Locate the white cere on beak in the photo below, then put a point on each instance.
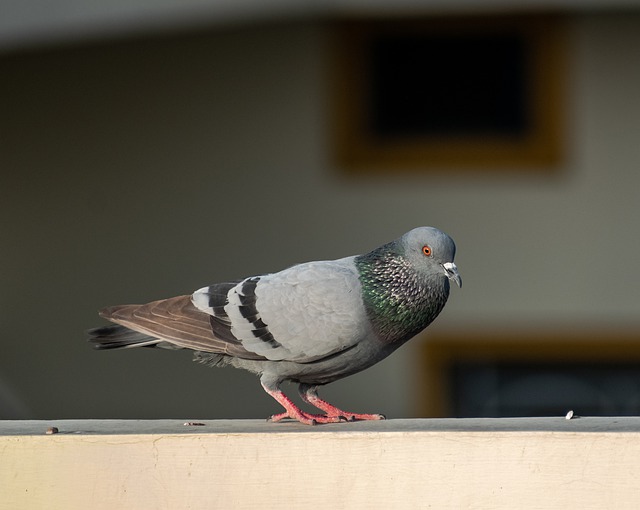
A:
(451, 270)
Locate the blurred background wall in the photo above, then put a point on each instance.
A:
(141, 164)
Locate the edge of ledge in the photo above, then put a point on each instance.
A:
(613, 424)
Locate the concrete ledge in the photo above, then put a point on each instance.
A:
(586, 463)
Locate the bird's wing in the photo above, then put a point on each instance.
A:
(175, 321)
(304, 313)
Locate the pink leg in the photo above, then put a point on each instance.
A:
(310, 395)
(295, 413)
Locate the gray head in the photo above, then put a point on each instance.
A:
(430, 252)
(405, 283)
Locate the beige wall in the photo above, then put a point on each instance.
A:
(143, 169)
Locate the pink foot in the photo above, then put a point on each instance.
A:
(295, 413)
(310, 395)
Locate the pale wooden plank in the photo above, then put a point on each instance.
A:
(550, 463)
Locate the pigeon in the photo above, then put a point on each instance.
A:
(311, 324)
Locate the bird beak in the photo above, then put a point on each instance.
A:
(451, 271)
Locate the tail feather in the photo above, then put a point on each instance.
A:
(121, 337)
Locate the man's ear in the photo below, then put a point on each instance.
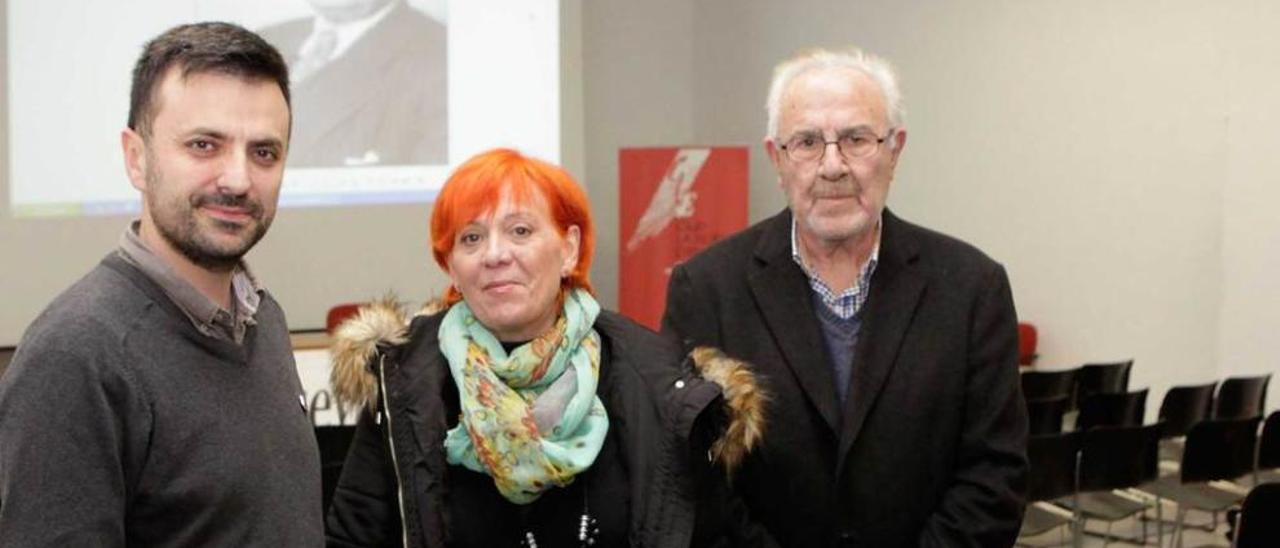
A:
(135, 158)
(899, 144)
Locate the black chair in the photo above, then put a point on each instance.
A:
(1102, 378)
(1269, 451)
(1121, 409)
(1183, 407)
(1216, 450)
(1038, 384)
(1050, 475)
(1118, 457)
(1242, 397)
(334, 442)
(1257, 525)
(1045, 415)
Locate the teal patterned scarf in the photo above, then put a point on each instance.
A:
(530, 419)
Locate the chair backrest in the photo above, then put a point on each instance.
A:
(341, 313)
(1027, 338)
(1220, 450)
(1269, 444)
(1102, 409)
(1051, 465)
(1184, 406)
(1242, 397)
(1119, 457)
(1258, 526)
(1102, 378)
(1038, 384)
(1045, 415)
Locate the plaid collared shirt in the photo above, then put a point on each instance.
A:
(849, 301)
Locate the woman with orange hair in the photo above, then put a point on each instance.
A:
(519, 412)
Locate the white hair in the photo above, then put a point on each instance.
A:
(869, 64)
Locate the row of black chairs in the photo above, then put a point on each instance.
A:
(1111, 473)
(1100, 393)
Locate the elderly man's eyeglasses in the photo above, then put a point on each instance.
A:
(804, 147)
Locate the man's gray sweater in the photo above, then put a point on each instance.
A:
(123, 425)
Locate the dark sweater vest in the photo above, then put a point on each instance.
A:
(841, 338)
(123, 425)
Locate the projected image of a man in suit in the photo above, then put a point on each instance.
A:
(369, 85)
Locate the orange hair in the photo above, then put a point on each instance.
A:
(475, 188)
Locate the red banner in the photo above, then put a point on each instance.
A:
(673, 204)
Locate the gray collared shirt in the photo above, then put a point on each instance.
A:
(205, 314)
(851, 300)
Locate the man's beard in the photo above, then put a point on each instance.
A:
(179, 225)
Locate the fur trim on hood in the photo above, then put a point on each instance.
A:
(744, 405)
(385, 323)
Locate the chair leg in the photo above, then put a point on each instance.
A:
(1160, 523)
(1178, 529)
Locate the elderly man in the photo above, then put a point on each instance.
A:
(155, 402)
(890, 350)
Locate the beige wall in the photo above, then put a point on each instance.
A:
(1116, 156)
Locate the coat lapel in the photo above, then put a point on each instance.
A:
(895, 292)
(784, 296)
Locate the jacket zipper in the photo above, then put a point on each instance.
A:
(391, 444)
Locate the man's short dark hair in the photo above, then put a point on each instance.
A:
(201, 48)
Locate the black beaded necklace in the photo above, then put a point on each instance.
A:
(588, 529)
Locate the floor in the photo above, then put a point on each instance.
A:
(1192, 537)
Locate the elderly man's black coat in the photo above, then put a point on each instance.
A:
(929, 447)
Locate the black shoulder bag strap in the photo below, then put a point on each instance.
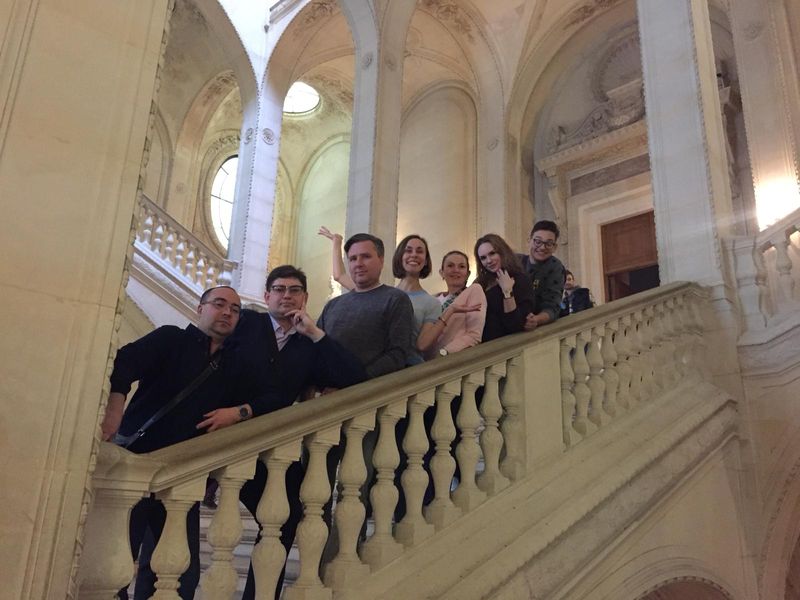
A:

**The task**
Once the pictures are removed, reproduce the remaining entries above exactly.

**Answer box**
Locate the white cere on beak in the photo below, then put a point on each instance.
A:
(451, 270)
Locate the blurred background wall in the photo above, then put a point on each instance.
A:
(141, 164)
Locate the edge of ledge in the photo above, then put a point on each instance.
A:
(613, 424)
Locate the concrete ledge in the photo above, then put a point on each instance.
A:
(586, 463)
Locate the bird's wing in the photo above, then put a point on each instance.
A:
(175, 321)
(304, 313)
Locate the pink leg in the photo above, then put a point on each instance.
A:
(310, 395)
(295, 413)
Locate the gray head in the photo above, then put a point on each instance.
A:
(430, 252)
(405, 283)
Locate the beige wall in the photo above, then put a point on each instance.
A:
(143, 169)
Locate the pink foot in the photo above, then put a point on each instance.
A:
(295, 413)
(310, 395)
Locate the pale wooden plank in the photo above, then put a point on each instance.
A:
(550, 463)
Locate the pigeon in the photo above, then put a point on each instance.
A:
(311, 324)
Locate the bird beak in the photo above, then put a point on each instance.
A:
(451, 271)
Locate the tail feather in the photo above, then put a point on each instance.
A:
(121, 337)
Locate the man's ear in the photo below, then put a point on each instance.
A:
(135, 158)
(899, 144)
Locate the black chair in the photo above, then put a point on each instance.
A:
(1102, 378)
(1269, 451)
(1121, 409)
(1183, 407)
(1216, 450)
(1038, 384)
(1050, 475)
(1118, 457)
(1242, 397)
(334, 442)
(1257, 525)
(1045, 415)
Locate the teal patterned scarf in the photo above, then put a point on each instance.
A:
(530, 419)
Locate the chair backrest in the photo above, then put a point on each instance.
A:
(341, 313)
(1027, 338)
(1220, 450)
(1269, 444)
(1102, 409)
(1051, 465)
(1184, 406)
(1242, 397)
(1119, 457)
(1258, 526)
(1102, 378)
(1038, 384)
(1045, 415)
Locate the plaid collared shirt in the photo above, then put a point on each instance.
A:
(849, 301)
Locate the woman with orange hair in the photo above, then put a point on each instance.
A:
(519, 412)
Locate the white hair in the photo above, then put a point on each instance.
A:
(869, 64)
Locate the row of black chairs in the photo above, then put a point on each instance.
A:
(1111, 473)
(1100, 393)
Locate the elderly man's eyeglasses in the photo above, then put a point on each instance.
A:
(804, 147)
Locate the man's gray sweater in the photo above, then put a point on each instance.
A:
(123, 425)
Locate the dark sweater vest in the photo above, then put a point on each instance.
A:
(841, 338)
(123, 425)
Locate the projected image of a man in suit in the photo above, then put a point on each instance.
A:
(369, 85)
Locate the orange hair in the photo above, then put a point on each instance.
A:
(475, 188)
Locate the red banner in the photo above, then put a point on each instance.
A:
(673, 204)
Locate the gray collared shirt in the photo above, then put a point on each instance.
A:
(205, 314)
(851, 300)
Locate the man's beard in the photo above, then put a point on each instance.
A:
(179, 225)
Locate the fur trim on hood in the photo above, then put a point on each instance.
A:
(744, 405)
(385, 323)
Locate the chair leg in the photo above, then put a point on each instance.
A:
(1160, 523)
(1178, 529)
Locate the elderly man in the photo above, then put a point on each instance.
A:
(155, 402)
(890, 350)
Locate the beige wall in the photo above, then put a point on each instance.
A:
(1116, 156)
Locate the coat lapel in the photo above, then put a point on each instance.
A:
(895, 292)
(784, 296)
Locate the jacket zipper in the photo above, then put a point on each instance.
A:
(391, 444)
Locate the man's short dark hair in the photo above, then put a point on each instance.
A:
(201, 48)
Locate the black beaded necklace in the photo above, then put a point on each instance.
A:
(588, 529)
Locate the floor in the photo above, then put a point on each instance.
A:
(1192, 537)
Locate the elderly man's black coat in the photo above, then put a point on each instance.
A:
(929, 447)
Locate the black shoulder bag strap in the photo below, then put a point on each instance.
A:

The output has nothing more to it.